LÍNEAS DE DATOS:

____

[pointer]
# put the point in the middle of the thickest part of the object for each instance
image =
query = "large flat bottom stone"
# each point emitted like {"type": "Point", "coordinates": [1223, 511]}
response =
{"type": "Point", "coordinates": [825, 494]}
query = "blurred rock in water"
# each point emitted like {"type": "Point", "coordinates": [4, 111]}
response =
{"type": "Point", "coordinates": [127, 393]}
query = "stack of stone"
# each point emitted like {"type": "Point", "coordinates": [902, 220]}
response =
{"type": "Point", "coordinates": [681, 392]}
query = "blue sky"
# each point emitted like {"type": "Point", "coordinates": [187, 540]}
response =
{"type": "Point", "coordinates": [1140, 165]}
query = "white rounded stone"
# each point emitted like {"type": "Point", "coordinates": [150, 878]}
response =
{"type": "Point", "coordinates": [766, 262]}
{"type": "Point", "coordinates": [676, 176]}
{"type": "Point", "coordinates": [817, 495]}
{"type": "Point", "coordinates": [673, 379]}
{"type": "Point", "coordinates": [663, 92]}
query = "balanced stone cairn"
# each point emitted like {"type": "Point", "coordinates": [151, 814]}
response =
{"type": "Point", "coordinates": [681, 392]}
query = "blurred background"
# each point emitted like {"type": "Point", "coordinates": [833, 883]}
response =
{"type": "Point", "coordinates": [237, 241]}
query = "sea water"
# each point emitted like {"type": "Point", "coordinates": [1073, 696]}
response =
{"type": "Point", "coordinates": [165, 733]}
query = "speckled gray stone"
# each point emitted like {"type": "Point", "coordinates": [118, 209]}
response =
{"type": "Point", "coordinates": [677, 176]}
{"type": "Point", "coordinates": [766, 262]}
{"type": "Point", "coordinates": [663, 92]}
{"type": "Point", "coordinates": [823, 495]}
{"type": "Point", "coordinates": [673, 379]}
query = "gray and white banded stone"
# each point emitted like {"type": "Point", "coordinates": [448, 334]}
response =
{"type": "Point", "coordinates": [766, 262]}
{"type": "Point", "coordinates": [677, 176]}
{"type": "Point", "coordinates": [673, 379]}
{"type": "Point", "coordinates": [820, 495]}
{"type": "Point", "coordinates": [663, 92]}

____

RETO:
Reproduce textualmente todas las líneas desde la que contiene "and white banded" hasta la última, ambas incluidas.

RESPUESTA AL EJERCICIO:
query = "gray and white banded stone"
# each point emitted like {"type": "Point", "coordinates": [448, 334]}
response =
{"type": "Point", "coordinates": [766, 262]}
{"type": "Point", "coordinates": [677, 176]}
{"type": "Point", "coordinates": [673, 379]}
{"type": "Point", "coordinates": [820, 495]}
{"type": "Point", "coordinates": [663, 92]}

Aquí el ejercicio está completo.